> ARTICLE:
NY Knicks' Grit Deserves More Credit Than All the Hot Shooting

Jonathan WassermanNBA Lead WriterDecember 7, 2012

NEW YORK, NY - NOVEMBER 02: The New York Knicks bench celebrate a fourth quarter three pointer against the Miami Heat at Madison Square Garden on November 2, 2012 in New York City. NOTE TO USER: User expressly acknowledges and agrees that, by downloading and or using this photograph, user is consenting to the terms and conditions of the Getty Images License Agreement.  (Photo by Nick Laham/Getty Images)
Nick Laham/Getty Images

We are now 18 games deep into the NBA season, and the New York Knicks are still winning.

It's either one of the hottest team-shooting streaks in recent memory, or the team's simply better than we initially thought.

There's no problem with praising what they've done from behind the arc. It's been incredible, like they're shooting pop-a-shot at Dave & Busters. But it's not the reason they're sitting atop the Eastern Conference standings a week into December—not the only reason anyway.

> STATED TASK 1: Rename "Miami Heat" as "Boston Celtics" in the Knicks article, and write out the passage starting with "NY Knicks' Grit" and going on through "are still winning." with that change.
> STATED TASK 2: Write what comes next in the article on the Knicks' grit, picking up after its final sentence.

> EXTRACTED RECORDS:

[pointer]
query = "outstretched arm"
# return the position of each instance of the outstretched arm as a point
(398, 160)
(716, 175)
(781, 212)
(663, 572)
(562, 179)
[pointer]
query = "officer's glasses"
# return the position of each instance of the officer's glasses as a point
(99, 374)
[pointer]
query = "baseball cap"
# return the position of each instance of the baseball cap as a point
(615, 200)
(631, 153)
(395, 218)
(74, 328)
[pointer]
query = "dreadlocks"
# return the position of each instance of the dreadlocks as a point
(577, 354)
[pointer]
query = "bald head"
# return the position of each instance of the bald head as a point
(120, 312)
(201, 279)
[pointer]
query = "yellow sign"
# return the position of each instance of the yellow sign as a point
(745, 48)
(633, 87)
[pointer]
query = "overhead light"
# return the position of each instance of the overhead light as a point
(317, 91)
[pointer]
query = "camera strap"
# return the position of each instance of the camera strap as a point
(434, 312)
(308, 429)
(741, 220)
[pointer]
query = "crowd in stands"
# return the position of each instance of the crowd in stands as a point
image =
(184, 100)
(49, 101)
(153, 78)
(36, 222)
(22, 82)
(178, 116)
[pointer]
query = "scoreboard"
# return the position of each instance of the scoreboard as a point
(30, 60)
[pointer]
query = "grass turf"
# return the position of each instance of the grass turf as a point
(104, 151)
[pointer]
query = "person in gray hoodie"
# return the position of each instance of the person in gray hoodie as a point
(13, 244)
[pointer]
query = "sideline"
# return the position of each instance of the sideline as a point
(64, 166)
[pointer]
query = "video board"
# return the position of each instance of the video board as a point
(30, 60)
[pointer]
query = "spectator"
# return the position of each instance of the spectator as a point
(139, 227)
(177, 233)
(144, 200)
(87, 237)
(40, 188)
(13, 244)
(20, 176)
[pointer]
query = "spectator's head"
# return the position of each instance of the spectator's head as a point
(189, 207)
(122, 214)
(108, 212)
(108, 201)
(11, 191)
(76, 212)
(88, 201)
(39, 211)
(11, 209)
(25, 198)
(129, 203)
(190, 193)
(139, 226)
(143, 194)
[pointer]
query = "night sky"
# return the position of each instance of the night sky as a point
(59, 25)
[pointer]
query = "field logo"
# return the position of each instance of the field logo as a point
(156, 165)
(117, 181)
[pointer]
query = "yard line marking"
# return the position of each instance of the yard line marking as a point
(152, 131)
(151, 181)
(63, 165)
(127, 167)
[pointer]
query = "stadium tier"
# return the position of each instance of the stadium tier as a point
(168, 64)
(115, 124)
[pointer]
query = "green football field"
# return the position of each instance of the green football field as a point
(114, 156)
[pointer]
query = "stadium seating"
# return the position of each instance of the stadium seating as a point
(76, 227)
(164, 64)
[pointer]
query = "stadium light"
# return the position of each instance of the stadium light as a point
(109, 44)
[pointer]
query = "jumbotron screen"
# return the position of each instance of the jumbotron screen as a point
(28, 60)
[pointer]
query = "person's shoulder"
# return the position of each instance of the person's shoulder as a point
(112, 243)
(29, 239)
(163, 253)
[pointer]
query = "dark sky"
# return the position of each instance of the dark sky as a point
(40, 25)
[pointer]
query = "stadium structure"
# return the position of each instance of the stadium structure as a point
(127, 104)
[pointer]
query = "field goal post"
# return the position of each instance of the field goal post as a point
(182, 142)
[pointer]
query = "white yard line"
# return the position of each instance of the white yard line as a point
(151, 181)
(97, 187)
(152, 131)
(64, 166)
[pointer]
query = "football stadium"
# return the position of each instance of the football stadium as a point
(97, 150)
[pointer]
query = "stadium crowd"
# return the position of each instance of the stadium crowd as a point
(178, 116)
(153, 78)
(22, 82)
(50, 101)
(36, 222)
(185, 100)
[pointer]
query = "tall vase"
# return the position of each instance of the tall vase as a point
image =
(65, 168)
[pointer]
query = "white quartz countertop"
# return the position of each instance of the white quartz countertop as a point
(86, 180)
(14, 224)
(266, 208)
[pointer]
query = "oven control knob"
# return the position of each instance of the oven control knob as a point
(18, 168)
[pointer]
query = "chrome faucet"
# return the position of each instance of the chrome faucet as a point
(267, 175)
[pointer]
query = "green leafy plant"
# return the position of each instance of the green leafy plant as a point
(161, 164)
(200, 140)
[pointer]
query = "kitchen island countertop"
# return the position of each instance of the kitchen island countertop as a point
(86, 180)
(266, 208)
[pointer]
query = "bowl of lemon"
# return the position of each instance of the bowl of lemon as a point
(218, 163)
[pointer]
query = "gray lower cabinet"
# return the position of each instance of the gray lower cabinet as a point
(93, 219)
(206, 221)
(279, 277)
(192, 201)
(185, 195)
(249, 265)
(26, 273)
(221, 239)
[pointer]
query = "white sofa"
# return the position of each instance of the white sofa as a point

> FINAL ANSWER 1:
NY Knicks' Grit Deserves More Credit Than All the Hot Shooting

Jonathan WassermanNBA Lead WriterDecember 7, 2012

NEW YORK, NY - NOVEMBER 02: The New York Knicks bench celebrate a fourth quarter three pointer against the Boston Celtics at Madison Square Garden on November 2, 2012 in New York City. NOTE TO USER: User expressly acknowledges and agrees that, by downloading and or using this photograph, user is consenting to the terms and conditions of the Getty Images License Agreement.  (Photo by Nick Laham/Getty Images)
Nick Laham/Getty Images

We are now 18 games deep into the NBA season, and the New York Knicks are still winning.

> FINAL ANSWER 2:
In New York's 20-point win over Miami, their intensity level compared to Miami's was night and day. It seemed like the Knicks were listening to house music in their pregame headphones, and the Heat were bumping Beethoven's greatest hits.

With regard to their overall performance thus far, it hasn't been so much that the Knicks are making threes as it is they're making open ones. In order to create open looks, it takes poise and unselfishness. They're taking them in rhythm and with room to release.

The Knicks aren't exactly running down the court and jacking up 26-footers off the dribble. Instead, we've seen dribble penetration from Raymond Felton lead to a dish to the wing for Jason Kidd, who makes the extra pass to Steve Novak.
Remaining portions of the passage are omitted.